Point-per-instance localization data:
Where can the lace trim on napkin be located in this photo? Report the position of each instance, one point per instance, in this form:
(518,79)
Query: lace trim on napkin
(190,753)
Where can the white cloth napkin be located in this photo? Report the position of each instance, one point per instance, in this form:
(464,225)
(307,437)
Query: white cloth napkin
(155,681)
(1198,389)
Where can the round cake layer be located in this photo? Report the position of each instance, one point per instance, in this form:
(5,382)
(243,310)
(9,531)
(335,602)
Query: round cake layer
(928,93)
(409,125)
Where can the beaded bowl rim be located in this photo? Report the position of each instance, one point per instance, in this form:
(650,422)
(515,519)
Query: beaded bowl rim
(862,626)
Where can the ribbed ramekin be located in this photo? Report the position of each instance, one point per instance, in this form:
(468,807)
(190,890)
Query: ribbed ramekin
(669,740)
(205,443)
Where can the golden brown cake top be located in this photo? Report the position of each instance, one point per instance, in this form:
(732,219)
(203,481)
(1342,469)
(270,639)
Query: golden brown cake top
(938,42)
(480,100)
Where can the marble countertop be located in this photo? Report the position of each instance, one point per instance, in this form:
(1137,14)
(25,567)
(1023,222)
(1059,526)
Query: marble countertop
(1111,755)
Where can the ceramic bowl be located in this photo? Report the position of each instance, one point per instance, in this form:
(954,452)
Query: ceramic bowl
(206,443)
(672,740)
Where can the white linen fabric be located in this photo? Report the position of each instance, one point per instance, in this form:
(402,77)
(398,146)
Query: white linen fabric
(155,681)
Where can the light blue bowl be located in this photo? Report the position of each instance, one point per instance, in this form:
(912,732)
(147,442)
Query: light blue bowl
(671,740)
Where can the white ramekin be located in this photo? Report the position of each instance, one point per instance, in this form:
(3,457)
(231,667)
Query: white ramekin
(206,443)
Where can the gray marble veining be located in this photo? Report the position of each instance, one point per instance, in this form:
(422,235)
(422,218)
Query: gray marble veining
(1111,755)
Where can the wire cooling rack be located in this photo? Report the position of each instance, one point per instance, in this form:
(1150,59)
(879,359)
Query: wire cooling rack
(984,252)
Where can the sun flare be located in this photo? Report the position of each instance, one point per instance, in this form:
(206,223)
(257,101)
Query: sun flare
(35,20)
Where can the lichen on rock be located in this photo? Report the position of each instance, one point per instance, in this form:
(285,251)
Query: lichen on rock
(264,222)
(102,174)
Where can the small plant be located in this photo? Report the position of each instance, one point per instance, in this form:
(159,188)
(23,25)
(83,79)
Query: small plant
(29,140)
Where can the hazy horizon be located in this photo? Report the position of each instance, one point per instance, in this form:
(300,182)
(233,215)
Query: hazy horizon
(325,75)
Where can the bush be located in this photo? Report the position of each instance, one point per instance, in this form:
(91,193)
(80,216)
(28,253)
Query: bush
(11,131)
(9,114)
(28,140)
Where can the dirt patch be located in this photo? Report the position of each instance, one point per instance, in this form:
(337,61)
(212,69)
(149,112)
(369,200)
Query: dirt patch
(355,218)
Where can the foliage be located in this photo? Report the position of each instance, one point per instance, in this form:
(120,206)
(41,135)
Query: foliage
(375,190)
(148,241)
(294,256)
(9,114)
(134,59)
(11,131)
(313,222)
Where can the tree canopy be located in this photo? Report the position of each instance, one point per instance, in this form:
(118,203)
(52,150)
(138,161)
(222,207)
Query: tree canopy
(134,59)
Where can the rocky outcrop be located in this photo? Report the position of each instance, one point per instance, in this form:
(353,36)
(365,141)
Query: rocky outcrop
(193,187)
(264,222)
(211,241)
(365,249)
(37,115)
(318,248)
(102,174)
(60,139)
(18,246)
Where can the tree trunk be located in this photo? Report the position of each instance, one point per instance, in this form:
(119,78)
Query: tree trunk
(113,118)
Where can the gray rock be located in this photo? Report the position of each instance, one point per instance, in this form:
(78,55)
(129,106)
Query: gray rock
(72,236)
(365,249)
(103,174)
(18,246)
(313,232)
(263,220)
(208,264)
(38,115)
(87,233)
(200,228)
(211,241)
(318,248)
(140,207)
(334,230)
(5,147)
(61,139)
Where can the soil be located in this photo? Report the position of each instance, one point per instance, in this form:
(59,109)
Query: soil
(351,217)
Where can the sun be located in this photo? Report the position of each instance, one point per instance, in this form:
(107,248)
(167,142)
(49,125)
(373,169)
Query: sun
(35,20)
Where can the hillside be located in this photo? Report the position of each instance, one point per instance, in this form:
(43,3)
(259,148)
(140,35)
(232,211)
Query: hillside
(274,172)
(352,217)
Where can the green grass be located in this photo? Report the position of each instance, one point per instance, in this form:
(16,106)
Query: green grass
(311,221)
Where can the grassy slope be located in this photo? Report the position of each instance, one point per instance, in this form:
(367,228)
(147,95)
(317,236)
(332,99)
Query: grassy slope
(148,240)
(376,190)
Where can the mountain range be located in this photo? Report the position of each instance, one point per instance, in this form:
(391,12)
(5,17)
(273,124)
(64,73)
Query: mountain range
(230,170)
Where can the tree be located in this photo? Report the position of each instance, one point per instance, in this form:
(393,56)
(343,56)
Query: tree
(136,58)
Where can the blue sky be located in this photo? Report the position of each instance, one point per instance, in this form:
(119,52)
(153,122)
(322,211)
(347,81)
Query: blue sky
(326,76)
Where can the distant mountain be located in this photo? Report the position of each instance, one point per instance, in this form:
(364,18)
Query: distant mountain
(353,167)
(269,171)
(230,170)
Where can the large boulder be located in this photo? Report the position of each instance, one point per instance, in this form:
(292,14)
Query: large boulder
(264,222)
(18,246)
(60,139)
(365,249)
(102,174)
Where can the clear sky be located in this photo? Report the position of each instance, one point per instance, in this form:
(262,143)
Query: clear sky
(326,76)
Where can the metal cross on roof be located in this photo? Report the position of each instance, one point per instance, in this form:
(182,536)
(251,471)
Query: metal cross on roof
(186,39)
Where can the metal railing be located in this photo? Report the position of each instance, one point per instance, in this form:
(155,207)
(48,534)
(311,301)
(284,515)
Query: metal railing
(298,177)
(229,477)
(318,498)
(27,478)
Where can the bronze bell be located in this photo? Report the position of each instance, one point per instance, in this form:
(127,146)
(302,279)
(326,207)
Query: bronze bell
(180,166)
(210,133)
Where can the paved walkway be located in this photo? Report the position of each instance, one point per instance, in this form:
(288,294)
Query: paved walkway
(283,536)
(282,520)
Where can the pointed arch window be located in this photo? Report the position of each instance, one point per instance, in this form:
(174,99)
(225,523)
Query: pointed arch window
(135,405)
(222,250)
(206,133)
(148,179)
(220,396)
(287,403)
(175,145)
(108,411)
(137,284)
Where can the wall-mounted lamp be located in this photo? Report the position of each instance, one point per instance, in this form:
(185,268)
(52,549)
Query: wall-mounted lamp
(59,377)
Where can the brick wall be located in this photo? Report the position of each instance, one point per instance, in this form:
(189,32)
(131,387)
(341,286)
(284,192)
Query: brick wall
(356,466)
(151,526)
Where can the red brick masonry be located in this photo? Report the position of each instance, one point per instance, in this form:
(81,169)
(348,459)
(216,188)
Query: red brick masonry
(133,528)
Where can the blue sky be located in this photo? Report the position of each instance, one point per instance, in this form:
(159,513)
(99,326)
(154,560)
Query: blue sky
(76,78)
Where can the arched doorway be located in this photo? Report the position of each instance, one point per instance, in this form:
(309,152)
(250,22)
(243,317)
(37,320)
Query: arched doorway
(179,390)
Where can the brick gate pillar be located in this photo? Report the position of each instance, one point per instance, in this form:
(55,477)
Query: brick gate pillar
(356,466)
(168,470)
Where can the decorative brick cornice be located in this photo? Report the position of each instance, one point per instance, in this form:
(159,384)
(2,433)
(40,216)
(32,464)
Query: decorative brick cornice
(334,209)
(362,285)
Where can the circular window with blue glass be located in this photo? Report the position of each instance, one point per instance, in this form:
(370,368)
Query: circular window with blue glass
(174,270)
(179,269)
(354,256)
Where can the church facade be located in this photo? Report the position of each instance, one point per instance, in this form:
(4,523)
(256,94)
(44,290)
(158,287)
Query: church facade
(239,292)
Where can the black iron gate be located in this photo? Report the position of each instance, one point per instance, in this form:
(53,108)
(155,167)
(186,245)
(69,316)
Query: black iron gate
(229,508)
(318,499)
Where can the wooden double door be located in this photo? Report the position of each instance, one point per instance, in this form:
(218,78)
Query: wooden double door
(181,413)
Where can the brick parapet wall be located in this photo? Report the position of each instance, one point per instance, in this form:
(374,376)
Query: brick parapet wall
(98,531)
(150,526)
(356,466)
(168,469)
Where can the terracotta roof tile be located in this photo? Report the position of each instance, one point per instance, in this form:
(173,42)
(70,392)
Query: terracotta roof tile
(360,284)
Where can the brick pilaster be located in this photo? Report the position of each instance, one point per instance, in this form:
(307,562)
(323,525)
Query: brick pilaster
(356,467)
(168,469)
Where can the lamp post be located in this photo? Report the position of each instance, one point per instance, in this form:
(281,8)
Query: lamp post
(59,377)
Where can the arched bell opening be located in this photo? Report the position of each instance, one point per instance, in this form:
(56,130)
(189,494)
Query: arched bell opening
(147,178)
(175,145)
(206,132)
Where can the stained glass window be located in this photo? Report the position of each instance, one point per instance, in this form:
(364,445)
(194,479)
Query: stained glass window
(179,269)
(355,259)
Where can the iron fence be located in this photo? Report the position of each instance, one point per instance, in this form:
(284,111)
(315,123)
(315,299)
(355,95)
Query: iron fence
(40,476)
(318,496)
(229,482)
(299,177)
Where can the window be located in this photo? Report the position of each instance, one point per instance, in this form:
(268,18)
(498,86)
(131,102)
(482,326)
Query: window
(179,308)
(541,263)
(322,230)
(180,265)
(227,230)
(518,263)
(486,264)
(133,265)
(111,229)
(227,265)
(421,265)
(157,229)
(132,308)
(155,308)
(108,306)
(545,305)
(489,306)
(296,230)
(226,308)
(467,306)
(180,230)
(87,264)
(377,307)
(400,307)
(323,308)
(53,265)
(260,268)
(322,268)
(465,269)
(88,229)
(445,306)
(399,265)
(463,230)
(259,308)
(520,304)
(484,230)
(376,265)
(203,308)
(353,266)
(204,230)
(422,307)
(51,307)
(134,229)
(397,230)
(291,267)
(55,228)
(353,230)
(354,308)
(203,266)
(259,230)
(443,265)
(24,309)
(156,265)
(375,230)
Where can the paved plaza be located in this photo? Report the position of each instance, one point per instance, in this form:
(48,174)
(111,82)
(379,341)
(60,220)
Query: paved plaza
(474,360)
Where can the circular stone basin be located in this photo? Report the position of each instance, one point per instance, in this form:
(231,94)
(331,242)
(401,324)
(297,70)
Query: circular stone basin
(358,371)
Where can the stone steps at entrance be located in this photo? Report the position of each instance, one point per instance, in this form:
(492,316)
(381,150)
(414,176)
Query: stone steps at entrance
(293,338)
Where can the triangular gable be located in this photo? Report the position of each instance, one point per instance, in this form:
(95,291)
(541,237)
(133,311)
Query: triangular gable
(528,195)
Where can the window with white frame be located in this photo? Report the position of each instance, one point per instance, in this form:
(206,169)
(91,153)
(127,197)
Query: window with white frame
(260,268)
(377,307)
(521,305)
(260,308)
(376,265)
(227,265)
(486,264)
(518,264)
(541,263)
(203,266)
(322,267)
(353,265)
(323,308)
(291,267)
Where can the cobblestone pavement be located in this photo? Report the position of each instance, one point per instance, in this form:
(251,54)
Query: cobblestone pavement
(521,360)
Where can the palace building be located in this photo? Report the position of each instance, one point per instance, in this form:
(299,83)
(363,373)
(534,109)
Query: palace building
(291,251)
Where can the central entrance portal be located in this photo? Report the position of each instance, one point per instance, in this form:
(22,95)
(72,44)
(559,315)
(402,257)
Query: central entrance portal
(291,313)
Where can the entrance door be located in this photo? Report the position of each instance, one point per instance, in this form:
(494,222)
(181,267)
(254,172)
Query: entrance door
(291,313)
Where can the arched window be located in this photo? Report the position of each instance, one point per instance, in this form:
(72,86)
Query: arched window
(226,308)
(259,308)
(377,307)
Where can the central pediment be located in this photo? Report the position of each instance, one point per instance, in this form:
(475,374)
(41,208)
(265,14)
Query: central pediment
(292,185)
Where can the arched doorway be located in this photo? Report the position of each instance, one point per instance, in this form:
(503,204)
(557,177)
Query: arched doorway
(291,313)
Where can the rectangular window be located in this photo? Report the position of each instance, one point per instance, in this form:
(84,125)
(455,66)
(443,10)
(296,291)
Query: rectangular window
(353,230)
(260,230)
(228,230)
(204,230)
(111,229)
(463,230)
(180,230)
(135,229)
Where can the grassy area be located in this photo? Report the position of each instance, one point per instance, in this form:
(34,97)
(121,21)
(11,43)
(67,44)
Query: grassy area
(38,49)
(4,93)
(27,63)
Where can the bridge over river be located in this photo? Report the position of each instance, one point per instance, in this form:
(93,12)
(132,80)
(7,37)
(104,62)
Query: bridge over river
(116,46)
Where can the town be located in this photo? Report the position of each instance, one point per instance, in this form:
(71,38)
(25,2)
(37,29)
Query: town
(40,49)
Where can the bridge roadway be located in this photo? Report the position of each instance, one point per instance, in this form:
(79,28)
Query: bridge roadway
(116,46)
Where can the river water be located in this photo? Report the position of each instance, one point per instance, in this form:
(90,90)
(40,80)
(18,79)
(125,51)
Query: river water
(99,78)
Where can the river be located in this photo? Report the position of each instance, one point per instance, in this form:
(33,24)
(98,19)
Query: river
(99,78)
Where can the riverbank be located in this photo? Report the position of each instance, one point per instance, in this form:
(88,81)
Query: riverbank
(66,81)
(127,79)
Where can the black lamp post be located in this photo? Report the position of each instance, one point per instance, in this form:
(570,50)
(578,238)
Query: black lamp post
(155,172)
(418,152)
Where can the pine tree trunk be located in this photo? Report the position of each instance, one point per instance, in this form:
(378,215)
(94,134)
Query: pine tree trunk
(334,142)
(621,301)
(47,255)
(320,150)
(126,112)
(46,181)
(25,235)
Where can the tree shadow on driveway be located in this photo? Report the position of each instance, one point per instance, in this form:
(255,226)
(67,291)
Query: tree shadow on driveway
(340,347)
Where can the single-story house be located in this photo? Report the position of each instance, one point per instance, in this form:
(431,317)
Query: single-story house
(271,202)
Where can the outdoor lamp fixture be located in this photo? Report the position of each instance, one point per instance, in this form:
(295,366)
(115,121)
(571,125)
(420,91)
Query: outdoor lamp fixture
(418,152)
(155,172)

Work task: The required result is an exact repetition of the lines from the one containing "Where can the tree shadow" through the last line of the data.

Final answer:
Where can the tree shadow on driveway be located in this photo? Report the position of each instance, one point per instance, in this form:
(255,226)
(67,291)
Query: tree shadow on driveway
(340,347)
Where can the single-story house be located in this photo? Report the position of each instance, one point per instance, in this form:
(431,317)
Query: single-story house
(271,202)
Where can the outdoor lamp fixture be located in this photo? Report the position of each instance, one point per instance, in this form:
(295,366)
(115,121)
(571,125)
(420,91)
Query: outdoor lamp fixture
(418,152)
(155,172)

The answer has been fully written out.